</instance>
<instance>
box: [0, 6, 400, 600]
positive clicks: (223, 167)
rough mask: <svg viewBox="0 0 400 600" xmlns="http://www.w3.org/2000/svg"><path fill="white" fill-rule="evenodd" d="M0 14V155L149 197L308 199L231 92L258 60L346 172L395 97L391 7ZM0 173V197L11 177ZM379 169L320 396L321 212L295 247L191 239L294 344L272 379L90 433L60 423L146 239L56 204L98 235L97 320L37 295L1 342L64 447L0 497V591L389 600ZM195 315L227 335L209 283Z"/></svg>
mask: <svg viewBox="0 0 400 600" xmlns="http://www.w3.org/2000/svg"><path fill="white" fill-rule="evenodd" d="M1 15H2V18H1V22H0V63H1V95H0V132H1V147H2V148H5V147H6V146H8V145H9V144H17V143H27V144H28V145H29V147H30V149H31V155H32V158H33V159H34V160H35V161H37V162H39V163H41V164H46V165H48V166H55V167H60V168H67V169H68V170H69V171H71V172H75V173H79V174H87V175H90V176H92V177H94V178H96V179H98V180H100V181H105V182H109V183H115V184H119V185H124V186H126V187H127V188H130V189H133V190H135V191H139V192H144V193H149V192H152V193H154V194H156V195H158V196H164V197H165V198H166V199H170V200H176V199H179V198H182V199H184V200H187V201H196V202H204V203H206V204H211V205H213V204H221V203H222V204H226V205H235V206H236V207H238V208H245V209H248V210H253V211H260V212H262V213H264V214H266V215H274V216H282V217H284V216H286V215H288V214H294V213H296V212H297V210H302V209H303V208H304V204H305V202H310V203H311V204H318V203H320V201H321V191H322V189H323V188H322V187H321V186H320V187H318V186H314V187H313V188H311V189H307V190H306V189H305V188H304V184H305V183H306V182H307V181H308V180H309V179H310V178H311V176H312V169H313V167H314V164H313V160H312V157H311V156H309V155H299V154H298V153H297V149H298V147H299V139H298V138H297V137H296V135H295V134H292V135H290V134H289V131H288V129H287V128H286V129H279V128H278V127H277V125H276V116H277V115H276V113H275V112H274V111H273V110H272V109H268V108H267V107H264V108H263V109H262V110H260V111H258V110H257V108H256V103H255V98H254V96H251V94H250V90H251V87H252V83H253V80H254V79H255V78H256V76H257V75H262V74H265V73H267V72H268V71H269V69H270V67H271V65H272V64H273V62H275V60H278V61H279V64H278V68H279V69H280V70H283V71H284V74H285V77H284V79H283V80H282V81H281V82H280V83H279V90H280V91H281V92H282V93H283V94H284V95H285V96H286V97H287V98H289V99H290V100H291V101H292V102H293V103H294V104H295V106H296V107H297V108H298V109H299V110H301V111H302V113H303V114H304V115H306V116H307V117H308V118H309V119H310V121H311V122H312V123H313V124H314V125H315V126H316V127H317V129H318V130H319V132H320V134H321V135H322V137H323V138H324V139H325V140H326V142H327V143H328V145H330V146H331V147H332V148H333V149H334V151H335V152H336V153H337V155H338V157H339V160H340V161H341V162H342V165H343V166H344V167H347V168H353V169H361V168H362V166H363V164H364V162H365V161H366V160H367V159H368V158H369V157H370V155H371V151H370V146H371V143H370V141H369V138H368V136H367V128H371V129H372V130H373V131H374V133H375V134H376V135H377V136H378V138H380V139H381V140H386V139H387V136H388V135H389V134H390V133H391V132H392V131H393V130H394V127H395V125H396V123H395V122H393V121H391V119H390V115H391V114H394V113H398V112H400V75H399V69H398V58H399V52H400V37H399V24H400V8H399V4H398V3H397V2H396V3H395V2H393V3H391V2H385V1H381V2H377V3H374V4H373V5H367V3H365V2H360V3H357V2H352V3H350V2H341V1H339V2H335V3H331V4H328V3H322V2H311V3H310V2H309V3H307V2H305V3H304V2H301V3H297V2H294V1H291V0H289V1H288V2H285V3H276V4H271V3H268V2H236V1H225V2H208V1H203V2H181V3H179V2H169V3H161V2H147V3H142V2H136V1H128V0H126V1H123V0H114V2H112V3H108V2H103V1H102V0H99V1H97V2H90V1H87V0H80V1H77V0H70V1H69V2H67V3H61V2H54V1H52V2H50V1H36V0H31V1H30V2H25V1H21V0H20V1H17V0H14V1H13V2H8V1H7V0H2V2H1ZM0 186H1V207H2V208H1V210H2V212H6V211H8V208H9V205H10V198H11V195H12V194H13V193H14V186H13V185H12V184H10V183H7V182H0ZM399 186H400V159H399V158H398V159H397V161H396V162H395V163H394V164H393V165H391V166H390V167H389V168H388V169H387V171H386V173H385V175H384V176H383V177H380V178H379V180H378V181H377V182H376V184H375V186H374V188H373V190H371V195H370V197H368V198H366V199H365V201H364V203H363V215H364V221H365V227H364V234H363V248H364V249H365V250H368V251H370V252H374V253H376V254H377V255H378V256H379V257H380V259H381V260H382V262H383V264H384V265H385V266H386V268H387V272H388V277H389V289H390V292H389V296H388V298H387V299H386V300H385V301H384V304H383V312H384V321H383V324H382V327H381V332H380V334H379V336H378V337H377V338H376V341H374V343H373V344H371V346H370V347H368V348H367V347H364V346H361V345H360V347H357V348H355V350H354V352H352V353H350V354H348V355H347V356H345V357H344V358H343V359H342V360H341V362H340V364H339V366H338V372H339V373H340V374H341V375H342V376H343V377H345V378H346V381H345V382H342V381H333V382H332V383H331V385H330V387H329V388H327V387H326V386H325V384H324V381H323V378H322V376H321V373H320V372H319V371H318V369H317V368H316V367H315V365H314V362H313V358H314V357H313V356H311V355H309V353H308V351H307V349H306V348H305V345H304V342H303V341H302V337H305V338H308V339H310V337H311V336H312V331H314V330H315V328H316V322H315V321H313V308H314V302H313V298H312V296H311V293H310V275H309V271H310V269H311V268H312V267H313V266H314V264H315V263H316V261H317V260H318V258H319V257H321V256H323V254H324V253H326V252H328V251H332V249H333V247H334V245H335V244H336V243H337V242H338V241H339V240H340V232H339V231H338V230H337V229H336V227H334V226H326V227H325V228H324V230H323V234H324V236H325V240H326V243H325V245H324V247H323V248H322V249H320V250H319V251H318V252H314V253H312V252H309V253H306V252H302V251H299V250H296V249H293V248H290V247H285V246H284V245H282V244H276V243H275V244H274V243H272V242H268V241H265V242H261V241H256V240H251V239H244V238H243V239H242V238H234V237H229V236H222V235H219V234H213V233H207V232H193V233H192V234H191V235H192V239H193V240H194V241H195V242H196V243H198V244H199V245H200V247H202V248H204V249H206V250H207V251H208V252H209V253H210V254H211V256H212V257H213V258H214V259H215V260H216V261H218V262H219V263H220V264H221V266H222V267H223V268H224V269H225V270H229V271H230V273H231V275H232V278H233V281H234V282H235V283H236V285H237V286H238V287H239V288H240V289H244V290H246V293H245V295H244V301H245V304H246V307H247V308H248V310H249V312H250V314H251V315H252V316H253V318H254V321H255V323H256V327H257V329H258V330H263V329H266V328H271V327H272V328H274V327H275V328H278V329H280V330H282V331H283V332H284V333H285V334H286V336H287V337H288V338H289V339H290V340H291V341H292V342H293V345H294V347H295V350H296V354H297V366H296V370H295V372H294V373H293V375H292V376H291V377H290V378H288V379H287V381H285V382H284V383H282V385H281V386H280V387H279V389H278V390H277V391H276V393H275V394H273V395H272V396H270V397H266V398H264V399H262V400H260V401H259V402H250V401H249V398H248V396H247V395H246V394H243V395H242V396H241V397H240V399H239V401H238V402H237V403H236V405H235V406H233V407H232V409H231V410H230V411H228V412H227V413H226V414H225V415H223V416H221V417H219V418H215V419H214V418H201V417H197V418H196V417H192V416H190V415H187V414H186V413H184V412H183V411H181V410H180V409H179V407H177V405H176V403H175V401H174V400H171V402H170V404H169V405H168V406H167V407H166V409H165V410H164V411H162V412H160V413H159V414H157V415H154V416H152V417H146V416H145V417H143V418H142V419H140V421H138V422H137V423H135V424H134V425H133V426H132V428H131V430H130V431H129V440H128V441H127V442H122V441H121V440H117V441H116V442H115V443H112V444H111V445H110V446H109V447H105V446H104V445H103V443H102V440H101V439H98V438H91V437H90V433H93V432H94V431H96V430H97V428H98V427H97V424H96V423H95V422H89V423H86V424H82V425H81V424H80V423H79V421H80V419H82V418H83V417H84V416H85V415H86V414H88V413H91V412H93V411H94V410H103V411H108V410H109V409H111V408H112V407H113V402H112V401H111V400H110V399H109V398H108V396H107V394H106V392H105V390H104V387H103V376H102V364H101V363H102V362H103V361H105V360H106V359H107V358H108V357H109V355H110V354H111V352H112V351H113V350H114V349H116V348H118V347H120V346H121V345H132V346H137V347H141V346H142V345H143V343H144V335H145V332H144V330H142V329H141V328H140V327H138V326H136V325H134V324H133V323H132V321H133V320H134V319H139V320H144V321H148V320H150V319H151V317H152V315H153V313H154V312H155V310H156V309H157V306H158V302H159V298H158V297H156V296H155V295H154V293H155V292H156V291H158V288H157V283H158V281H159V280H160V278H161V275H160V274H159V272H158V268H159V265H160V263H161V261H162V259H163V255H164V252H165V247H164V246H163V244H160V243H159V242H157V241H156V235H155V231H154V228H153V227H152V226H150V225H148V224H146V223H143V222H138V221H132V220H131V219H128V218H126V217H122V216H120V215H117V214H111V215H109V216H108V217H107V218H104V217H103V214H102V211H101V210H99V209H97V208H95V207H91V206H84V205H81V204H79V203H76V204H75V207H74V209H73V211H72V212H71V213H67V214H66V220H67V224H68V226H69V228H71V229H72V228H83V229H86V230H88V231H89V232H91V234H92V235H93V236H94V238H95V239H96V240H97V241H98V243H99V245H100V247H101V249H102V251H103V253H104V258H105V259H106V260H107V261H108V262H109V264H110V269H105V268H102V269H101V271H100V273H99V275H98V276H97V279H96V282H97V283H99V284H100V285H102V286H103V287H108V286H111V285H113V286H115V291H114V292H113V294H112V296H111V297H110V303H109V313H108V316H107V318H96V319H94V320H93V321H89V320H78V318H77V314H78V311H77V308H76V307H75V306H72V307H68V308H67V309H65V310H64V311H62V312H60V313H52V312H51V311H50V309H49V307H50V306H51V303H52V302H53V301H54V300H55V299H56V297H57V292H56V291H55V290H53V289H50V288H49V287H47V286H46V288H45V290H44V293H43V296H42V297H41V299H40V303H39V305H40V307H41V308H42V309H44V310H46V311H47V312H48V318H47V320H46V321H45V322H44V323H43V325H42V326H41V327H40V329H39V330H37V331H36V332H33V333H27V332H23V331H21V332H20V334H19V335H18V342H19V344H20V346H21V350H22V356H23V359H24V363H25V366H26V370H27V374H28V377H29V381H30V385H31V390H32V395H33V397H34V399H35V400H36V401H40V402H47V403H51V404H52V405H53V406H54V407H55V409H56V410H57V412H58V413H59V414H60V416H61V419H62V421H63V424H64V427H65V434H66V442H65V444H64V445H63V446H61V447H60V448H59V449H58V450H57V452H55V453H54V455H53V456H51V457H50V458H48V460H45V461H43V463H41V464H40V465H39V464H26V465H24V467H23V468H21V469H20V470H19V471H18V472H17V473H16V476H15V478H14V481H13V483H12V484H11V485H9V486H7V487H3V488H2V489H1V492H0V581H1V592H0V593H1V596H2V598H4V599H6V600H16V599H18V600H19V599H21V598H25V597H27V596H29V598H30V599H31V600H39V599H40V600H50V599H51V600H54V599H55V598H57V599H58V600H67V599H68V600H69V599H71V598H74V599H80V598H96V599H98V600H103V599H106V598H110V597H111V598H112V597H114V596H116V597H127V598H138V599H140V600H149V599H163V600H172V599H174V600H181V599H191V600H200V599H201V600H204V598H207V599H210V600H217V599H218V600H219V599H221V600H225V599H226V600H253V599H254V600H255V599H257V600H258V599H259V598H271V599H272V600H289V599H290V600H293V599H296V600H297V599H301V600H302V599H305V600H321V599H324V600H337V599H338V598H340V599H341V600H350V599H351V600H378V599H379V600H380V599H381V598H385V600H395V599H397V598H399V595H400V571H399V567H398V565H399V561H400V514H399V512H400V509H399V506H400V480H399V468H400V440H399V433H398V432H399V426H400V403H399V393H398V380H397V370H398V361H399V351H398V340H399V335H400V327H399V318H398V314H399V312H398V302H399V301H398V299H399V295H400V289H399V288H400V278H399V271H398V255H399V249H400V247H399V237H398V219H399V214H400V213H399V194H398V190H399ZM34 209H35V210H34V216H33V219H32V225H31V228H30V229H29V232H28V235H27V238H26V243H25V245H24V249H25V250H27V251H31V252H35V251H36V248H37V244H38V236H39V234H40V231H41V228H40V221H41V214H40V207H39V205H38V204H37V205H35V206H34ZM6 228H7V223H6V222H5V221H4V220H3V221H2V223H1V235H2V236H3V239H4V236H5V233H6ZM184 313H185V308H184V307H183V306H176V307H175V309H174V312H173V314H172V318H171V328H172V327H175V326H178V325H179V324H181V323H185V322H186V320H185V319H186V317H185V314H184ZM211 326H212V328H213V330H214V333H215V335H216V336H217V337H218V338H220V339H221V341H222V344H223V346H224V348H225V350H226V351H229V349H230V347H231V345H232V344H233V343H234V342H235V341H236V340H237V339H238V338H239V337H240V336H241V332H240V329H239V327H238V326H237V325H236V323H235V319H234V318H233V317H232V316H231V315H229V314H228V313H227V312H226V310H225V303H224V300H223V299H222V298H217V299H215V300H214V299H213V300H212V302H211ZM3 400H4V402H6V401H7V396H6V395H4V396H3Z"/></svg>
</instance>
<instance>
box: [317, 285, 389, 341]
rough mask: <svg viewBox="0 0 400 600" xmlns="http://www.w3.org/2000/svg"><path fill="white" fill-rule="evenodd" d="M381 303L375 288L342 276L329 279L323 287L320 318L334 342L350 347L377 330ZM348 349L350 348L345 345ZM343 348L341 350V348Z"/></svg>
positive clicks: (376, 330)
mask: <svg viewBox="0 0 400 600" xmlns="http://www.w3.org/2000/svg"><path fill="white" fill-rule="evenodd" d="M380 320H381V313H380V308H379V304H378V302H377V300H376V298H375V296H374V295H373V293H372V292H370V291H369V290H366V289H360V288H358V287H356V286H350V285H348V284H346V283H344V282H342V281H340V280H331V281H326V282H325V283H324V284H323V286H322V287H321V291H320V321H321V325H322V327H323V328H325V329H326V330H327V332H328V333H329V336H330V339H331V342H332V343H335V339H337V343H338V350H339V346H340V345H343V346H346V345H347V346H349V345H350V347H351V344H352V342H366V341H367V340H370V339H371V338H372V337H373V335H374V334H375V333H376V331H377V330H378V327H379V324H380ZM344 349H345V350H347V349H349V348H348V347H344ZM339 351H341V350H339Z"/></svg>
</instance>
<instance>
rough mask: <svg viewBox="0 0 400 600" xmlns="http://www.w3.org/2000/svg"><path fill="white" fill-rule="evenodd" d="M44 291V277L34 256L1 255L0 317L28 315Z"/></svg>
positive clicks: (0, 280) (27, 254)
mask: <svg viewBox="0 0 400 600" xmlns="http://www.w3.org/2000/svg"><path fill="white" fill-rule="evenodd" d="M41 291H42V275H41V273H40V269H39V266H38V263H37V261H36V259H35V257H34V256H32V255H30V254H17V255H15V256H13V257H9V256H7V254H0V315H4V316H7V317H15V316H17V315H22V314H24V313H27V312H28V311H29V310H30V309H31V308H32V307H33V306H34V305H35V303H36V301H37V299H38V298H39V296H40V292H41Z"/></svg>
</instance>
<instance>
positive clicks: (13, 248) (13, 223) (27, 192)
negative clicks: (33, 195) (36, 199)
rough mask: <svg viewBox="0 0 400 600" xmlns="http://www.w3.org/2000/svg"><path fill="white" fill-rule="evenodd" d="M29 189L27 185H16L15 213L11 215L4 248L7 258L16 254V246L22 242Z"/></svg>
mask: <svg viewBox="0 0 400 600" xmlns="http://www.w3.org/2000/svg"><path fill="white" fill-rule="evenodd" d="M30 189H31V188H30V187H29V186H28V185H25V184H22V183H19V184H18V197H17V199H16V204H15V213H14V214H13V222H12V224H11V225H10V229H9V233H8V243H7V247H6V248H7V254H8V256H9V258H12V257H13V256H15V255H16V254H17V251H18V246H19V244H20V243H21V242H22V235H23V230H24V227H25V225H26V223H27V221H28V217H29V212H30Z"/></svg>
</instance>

- Requirement
Starting from the beginning of the records and stopping after the line that contains "14V155L149 197L308 199L231", rename "positive clicks" to "include clicks" and write those lines out again with nothing else changed.

- Answer section
</instance>
<instance>
box: [0, 6, 400, 600]
include clicks: (223, 167)
rough mask: <svg viewBox="0 0 400 600" xmlns="http://www.w3.org/2000/svg"><path fill="white" fill-rule="evenodd" d="M0 14V155L149 197L308 199L231 92L258 60L346 172L395 97L391 7ZM0 173V197L11 177ZM379 169L320 396L321 212L295 247L191 239L294 344L272 379L90 433L60 423L146 239L56 204L98 235L97 320L37 295L1 342L64 447L0 497V591L389 600ZM195 315L227 335L209 283Z"/></svg>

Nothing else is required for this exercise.